■ What you need to do:
Reproduce the records exactly.

■ Material:
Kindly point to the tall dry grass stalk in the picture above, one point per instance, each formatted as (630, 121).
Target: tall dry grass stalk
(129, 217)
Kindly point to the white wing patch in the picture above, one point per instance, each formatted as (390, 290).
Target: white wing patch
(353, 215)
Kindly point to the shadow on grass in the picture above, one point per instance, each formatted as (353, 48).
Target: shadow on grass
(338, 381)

■ Solution:
Kindly point to the tall dry grass stalk in the picture above, one point per instance, each formatted as (630, 121).
Target: tall dry grass stalk
(129, 217)
Kindly point to the white wing patch in the picture above, one point per instance, each formatted as (390, 290).
Target: white wing patch
(353, 215)
Kindly point to the shadow on grass in the picture above, one point per instance, each formatted as (353, 48).
Target: shadow on grass
(338, 381)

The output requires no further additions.